**Task statement:**
Your answer must be the line holding "Target: stratified rock layer" followed by every later line through the end of the entries, exactly as written.

(Source records)

_ _ _

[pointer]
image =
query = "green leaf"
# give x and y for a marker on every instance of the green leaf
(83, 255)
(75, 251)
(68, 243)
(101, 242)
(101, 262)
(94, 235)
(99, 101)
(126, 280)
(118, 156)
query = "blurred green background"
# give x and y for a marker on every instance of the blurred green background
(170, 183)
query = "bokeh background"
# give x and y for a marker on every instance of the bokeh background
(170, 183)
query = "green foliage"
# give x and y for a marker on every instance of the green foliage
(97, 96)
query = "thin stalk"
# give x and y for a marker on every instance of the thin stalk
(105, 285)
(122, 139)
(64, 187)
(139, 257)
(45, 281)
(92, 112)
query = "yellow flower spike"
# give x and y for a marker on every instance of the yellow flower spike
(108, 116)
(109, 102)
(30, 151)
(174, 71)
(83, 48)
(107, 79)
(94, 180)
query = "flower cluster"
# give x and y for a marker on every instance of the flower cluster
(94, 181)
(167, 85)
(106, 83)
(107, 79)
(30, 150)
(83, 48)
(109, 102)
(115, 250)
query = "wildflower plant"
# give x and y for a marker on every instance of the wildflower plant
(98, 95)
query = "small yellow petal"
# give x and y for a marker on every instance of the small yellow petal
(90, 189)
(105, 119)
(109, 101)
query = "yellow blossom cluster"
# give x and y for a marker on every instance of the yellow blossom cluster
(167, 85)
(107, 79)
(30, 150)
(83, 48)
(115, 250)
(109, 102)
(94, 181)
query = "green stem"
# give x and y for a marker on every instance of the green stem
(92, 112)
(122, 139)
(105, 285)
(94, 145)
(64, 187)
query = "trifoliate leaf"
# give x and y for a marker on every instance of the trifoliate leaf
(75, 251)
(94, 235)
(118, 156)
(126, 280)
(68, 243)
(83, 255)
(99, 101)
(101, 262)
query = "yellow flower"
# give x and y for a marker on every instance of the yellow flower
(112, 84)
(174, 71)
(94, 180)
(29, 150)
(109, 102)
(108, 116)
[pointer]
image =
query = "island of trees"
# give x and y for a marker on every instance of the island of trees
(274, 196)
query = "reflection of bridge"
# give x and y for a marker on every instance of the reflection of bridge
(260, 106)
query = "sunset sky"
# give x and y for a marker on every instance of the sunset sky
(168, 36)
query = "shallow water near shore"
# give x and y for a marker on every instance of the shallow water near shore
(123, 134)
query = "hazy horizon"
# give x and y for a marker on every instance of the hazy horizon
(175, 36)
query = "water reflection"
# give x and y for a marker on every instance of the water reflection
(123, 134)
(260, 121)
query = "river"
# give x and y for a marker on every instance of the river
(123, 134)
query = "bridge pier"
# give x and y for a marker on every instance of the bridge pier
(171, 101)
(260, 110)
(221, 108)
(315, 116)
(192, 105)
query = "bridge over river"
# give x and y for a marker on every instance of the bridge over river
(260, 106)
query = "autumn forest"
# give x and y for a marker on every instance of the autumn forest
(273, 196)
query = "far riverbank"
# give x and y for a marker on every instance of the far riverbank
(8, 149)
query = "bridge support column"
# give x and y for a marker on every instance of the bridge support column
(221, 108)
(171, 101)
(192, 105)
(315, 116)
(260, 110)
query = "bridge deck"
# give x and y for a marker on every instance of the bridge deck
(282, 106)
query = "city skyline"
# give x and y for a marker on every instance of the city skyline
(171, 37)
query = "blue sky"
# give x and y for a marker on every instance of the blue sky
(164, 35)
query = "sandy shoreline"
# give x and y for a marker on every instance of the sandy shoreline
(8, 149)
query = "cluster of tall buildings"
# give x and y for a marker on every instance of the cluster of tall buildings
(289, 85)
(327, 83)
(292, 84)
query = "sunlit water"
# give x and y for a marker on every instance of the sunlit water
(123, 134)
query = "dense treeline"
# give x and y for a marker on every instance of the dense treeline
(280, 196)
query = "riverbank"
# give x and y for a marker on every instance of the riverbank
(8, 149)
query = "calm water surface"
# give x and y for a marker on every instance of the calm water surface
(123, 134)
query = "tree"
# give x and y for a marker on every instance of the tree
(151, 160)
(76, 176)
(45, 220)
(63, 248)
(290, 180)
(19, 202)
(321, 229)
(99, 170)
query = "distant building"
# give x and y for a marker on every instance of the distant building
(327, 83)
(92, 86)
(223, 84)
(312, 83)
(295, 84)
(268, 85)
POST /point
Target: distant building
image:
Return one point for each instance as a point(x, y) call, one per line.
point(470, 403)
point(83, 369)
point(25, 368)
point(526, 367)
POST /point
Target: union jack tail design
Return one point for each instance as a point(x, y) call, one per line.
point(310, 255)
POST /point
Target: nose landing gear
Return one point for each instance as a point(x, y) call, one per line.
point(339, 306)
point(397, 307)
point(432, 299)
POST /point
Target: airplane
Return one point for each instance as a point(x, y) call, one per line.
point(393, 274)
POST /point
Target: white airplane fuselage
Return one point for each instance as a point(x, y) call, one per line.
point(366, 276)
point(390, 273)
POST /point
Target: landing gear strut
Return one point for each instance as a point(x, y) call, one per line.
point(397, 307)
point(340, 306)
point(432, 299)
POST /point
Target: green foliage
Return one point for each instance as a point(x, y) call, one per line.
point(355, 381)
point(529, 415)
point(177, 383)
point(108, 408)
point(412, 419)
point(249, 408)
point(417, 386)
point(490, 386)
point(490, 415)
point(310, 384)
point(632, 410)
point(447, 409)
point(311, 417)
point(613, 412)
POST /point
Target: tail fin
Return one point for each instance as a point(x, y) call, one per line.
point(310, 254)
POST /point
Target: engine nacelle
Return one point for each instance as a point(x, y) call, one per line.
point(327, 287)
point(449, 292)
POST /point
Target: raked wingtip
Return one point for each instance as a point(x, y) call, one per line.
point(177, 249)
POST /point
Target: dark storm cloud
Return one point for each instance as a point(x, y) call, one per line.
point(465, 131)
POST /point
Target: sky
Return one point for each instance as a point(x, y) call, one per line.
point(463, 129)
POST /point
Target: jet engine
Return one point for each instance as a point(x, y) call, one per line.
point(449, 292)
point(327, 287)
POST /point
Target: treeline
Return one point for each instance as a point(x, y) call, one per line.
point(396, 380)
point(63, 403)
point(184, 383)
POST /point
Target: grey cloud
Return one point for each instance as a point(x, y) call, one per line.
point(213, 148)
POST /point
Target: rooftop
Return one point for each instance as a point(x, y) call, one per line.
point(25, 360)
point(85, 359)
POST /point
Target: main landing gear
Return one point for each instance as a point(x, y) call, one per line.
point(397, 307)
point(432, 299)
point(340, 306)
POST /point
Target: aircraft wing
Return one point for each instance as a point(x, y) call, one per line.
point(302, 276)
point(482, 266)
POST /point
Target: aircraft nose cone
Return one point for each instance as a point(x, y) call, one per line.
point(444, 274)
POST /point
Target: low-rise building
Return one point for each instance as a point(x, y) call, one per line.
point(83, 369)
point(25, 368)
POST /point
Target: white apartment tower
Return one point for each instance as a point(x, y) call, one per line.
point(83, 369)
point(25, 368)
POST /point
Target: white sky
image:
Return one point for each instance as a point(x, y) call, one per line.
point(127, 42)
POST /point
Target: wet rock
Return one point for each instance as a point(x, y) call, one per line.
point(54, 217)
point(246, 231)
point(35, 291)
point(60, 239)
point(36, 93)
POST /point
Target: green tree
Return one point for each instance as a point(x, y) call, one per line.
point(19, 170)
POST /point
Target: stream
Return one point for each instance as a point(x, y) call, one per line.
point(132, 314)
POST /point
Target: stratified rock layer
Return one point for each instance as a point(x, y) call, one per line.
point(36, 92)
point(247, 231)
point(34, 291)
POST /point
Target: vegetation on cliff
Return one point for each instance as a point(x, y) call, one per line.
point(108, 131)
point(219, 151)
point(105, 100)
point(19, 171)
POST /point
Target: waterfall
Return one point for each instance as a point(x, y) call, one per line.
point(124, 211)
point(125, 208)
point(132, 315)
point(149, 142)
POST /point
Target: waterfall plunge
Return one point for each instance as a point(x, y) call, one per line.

_ _ _

**Exercise answer:**
Target: stratified rock layer
Return one point for each instance as a point(x, y) call, one per line.
point(36, 92)
point(247, 231)
point(34, 291)
POST /point
Target: vegetation on cliff
Return one point for each instance as a point(x, y) call, one per line.
point(108, 131)
point(219, 151)
point(105, 100)
point(19, 171)
POST /point
Target: waterfall
Return one point for each instance as a point(x, y) call, one per line.
point(124, 211)
point(125, 208)
point(132, 315)
point(149, 142)
POST /point
Target: waterfall plunge
Return one point for each instance as a point(x, y) call, one per line.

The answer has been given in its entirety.